Work request. Return the data. Every word must match.

═══ Recorded data ═══

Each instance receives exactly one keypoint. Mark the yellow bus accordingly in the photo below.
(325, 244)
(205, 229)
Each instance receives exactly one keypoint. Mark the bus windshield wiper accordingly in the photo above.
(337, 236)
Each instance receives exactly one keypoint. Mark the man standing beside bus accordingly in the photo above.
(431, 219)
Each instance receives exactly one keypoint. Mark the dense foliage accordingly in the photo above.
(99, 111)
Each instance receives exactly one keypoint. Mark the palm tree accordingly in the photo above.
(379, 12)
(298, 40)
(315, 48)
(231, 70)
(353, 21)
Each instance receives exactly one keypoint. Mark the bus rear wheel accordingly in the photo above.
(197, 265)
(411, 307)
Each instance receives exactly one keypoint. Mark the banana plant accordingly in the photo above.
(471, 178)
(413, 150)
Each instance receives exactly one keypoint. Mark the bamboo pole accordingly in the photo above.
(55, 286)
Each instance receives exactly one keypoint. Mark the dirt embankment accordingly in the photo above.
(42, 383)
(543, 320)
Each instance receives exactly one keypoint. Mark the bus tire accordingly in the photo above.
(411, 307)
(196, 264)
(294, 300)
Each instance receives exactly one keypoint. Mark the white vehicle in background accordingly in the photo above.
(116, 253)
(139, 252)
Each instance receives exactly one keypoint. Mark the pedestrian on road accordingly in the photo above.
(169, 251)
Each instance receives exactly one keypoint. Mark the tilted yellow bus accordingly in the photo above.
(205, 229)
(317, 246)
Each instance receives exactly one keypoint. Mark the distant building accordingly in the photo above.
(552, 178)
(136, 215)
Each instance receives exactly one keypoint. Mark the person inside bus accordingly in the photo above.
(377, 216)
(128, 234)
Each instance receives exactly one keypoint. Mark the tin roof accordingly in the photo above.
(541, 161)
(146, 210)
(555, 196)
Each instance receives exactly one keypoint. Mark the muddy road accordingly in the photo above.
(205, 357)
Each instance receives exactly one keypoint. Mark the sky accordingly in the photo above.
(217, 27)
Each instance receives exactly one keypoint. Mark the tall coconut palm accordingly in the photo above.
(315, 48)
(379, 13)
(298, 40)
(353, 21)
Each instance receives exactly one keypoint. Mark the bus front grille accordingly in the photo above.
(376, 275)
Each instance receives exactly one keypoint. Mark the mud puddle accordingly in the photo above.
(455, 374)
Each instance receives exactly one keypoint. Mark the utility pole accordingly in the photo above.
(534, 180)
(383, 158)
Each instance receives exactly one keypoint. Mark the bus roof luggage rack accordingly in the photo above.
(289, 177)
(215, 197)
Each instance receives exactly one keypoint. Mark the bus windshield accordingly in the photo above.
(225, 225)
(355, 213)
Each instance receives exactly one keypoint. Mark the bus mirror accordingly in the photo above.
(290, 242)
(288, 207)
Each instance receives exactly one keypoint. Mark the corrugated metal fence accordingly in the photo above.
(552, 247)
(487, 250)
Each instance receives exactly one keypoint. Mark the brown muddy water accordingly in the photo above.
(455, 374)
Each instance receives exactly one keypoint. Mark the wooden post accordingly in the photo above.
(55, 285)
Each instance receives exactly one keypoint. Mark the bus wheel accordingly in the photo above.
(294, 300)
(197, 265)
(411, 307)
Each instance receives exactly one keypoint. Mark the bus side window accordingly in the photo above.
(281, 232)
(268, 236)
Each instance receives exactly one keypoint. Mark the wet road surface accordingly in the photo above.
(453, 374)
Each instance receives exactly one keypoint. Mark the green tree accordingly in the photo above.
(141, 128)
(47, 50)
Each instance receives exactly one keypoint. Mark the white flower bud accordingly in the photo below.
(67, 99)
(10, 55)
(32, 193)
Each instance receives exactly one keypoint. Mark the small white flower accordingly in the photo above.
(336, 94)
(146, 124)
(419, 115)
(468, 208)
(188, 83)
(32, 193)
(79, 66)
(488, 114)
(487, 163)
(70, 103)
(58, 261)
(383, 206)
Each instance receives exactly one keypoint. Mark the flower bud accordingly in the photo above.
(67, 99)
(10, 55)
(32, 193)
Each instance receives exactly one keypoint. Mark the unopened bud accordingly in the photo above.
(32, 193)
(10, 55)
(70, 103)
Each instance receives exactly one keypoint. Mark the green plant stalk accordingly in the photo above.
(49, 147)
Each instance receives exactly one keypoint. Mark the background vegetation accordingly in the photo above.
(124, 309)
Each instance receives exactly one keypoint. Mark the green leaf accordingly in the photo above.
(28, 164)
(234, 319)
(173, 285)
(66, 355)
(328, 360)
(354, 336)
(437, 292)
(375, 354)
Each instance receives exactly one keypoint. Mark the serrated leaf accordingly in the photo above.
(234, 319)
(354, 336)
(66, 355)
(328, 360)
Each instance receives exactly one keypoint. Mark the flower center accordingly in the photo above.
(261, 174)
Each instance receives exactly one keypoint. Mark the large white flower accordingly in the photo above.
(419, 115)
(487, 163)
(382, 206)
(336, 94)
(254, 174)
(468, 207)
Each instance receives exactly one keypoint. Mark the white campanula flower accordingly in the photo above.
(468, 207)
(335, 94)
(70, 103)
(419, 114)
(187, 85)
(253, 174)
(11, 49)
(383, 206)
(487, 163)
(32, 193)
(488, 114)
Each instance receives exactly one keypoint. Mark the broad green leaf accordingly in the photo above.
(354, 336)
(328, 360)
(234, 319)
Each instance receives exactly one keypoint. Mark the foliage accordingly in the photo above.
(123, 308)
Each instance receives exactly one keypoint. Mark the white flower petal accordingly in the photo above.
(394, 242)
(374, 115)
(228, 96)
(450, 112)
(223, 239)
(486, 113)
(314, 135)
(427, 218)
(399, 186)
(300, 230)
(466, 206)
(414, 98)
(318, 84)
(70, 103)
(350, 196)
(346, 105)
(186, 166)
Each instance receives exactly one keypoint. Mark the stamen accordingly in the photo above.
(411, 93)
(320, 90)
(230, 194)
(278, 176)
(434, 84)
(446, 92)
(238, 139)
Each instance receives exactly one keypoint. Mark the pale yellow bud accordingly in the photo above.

═══

Exercise answer.
Each instance receives exactly one keypoint. Mark the yellow bus accordingly in the photo below.
(325, 244)
(205, 229)
Each instance receives exactly one keypoint. Mark the bus windshield wiper accordingly in the photo above.
(337, 236)
Each instance receives exactly one keypoint. Mark the man standing beside bus accordingly in the photo above.
(431, 219)
Each instance receives exactly one keypoint. Mark the dense foliage accordingly in the photo above.
(99, 111)
Each instance receives exactly one keypoint. Mark the palm tree accordingly in the photo above.
(379, 12)
(298, 40)
(315, 48)
(231, 70)
(353, 21)
Each instance receives exactly one keypoint. Mark the bus rear wheel accordingly in the photo above.
(197, 265)
(411, 307)
Each instance receives exactly one keypoint. Mark the banana plant accordingly in the photo above.
(471, 178)
(413, 150)
Each instance receives exactly one keypoint. Mark the bamboo pole accordingly in the photo above.
(55, 286)
Each instance receives exactly one keypoint. Mark the dirt embankment accordingly in the photo above.
(42, 383)
(543, 320)
Each instance receives exactly one keypoint. Mark the bus tire accordingly in the photo above.
(411, 307)
(196, 264)
(294, 300)
Each instance receives exactly one keypoint. Mark the white vehicle in background accordingly in the photo above.
(116, 253)
(139, 252)
Each instance receives exactly one keypoint. Mark the pedestrian on road accordingly in the photo above.
(169, 251)
Each instance receives exactly one keypoint. Mark the tilted yellow bus accordingly in the photo above.
(205, 229)
(317, 246)
Each instance receives exactly one keypoint. Mark the distant building accordingly in the photo above.
(552, 178)
(136, 215)
Each instance receives exactly one keypoint. Mark the person inside bus accordingly in the photo above.
(377, 216)
(128, 234)
Each instance receives exactly one keypoint. Mark the tin roof accordingly in the photo above.
(541, 161)
(146, 210)
(555, 196)
Each instance receives exactly one keypoint. Mark the muddy road accordingly in the photo above.
(205, 357)
Each instance receives exactly one keypoint. Mark the sky accordingly in the photo above.
(217, 27)
Each instance receives exactly one keypoint. Mark the tall coconut palm accordingly in the photo above.
(315, 48)
(379, 13)
(298, 40)
(353, 21)
Each instance receives exactly one keypoint. Mark the bus front grille accordingly in the photo above.
(376, 275)
Each instance receives exactly one keypoint. Mark the mud puddle accordingly in the photo above.
(455, 374)
Each instance receives exactly one keypoint. Mark the utility pole accordingly in the photo above.
(534, 180)
(383, 158)
Each instance receives exactly one keypoint. Mark the bus roof luggage rack accordingly in the photo above.
(289, 177)
(215, 197)
Each instance receives exactly one keypoint. Mark the bus windshield accordingly in the photo above.
(225, 225)
(355, 213)
Each instance receives exactly one keypoint. Mark the bus mirror accordingly in the photo above.
(290, 242)
(288, 207)
Each instance receives exactly one keypoint. Mark the corrugated metal fence accordingly in the photo above.
(552, 247)
(487, 250)
Each instance receives exactly one keypoint. Mark the brown muddy water accordingly in the photo above.
(455, 374)
Each instance receives exactly one keypoint. Mark the wooden post accordingly in the photo above.
(55, 285)
Each instance receives exactly one keypoint. Mark the bus wheel accordingly in the photo above.
(294, 300)
(197, 265)
(411, 307)
Each instance receives exactly one keypoint. Mark the bus side window accordingly in the photo above.
(281, 232)
(268, 236)
Each instance receives exactly one keypoint. Mark the wet road surface accordingly in the photo above.
(453, 374)
Each instance receives exactly one keypoint. Mark the green tree accordingly in the photo above.
(141, 128)
(47, 50)
Each instance receives exactly one keypoint. Mark the white flower bud accordingly in the photo below.
(67, 99)
(10, 55)
(32, 193)
Each instance receives exactly one keypoint. Mark the small white flower accordingly in the photo above.
(336, 94)
(146, 124)
(419, 115)
(468, 208)
(188, 83)
(32, 193)
(79, 66)
(488, 114)
(487, 163)
(70, 103)
(58, 261)
(383, 206)
Each instance receives exactly one keypoint. Mark the flower bud accordingly in the photo above.
(67, 99)
(10, 55)
(32, 193)
Each instance receives exactly one keypoint. Mark the unopened bud accordingly in the photo above.
(32, 193)
(10, 55)
(70, 103)
Each instance receives exactly one keypoint. Mark the green plant stalk accordingly in the photo above.
(49, 147)
Each instance receives exactly one keypoint. Mark the background vegetation accordingly in the photo above.
(124, 309)
Each instance receives exactly one keypoint. Mark the green leaf accordingly in the photo above.
(28, 164)
(234, 319)
(173, 285)
(66, 355)
(328, 360)
(354, 336)
(437, 292)
(375, 354)
Each instance receives exactly one keypoint. Mark the serrated leaf accordingly in the photo above.
(234, 319)
(354, 336)
(66, 355)
(328, 360)
Each instance receives exactly one keypoint. Mark the flower center accordingly in the photo above.
(261, 174)
Each instance receives exactly one keypoint. Mark the large white flower accordingly in the photo above.
(419, 115)
(487, 163)
(382, 206)
(336, 94)
(254, 174)
(468, 207)
Each instance receives exactly one keypoint. Mark the white campanula flower accordingly in the photo above.
(468, 207)
(335, 94)
(70, 103)
(419, 114)
(187, 85)
(253, 174)
(11, 49)
(383, 206)
(487, 163)
(32, 193)
(488, 114)
Each instance receives exactly one keypoint. Mark the broad green leaf accordingly in the photo above.
(354, 336)
(328, 360)
(234, 319)
Each instance receives exactly one keypoint. Mark the foliage accordingly in the photo above.
(123, 308)
Each instance receives exactly one keypoint. Mark the white flower petal accordingly in the photo above.
(394, 242)
(374, 115)
(228, 96)
(450, 112)
(223, 239)
(486, 113)
(314, 135)
(427, 218)
(399, 186)
(300, 230)
(466, 206)
(414, 98)
(318, 84)
(70, 103)
(350, 196)
(346, 105)
(186, 166)
Each instance receives exactly one keypoint. Mark the stamen accordingly in the photo above.
(411, 93)
(320, 90)
(230, 194)
(278, 176)
(434, 84)
(446, 92)
(238, 139)
Each instance receives exactly one keypoint. Mark the pale yellow bud accordingly in the photo above.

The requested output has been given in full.